— START OF Source extract —

We show the feature maps generated by the entire network during training. All feature maps are obtained by dimensionality reduction of the corresponding features. The images go through Resnet50 input to SGPFM for rough features, F5 output for edge features and F5 output for saliency features. After being processed by the SGPFM module and the BFF module, the background interference is effectively suppressed, and the edge features and saliency features of the foreground targets (e.g., the car and the bird) are presented as clear contours in the output of BFF1. For both edge features and saliency features, the predicted salient target segmentation results are more accurate and the prediction results of salient edges have more coherent contours due to the cross-optimization of these two kinds of information in multiple BFF modules. The improved results presented in Fig. 7 show that both segmentation performance and edge detection performance are gradually optimized when BSEFNet is equipped with multiple BFF modules.

Figure 7: Comparison of saliency feature map and saliency edge feature map, where (image output) is the saliency feature of the output and (edge output) is the edge feature of the output.

— END OF Source extract —
— START OF Record set —

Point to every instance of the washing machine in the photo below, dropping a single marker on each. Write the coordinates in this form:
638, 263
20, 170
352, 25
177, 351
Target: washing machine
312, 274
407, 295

— END OF Record set —

Instruction
Resume the passage on BSEFNet's feature maps after its final line, the caption for Figure 7, and keep it apart from the data.

Task answer
Download full-size image

DOI: 10.7717/peerjcs.2494/fig-7

Ablation analysis

An exhaustive ablation study was conducted to ascertain the efficacy of the different modules proposed in this paper. The results are tabulated in Table 2. We systematically replaced the DASSP module, asymmetric convolution (AC) and self-attention mechanisms within the SGPFMs, and the reverse convolution and feature fusion module (Fused Future + Deconv, FD) at the network’s output with simpler channel and reduction operations. Notably, each module introduced notable performance enhancements over the benchmark ResNet model, thus affirming their effectiveness. Moreover, the performance exhibited a progressive improvement with the incremental addition of these components. The consistent performance gains underscore the synergistic interplay among the proposed modules and their collective effectiveness in maximizing saliency detection performance (as indicated in the last row). Notably, the overall gain over the baseline model on the DUTS-TE dataset escalated by 2.5%.

Table 2:

Using ResNet as a baseline, different components are added incrementally to validate their effectiveness.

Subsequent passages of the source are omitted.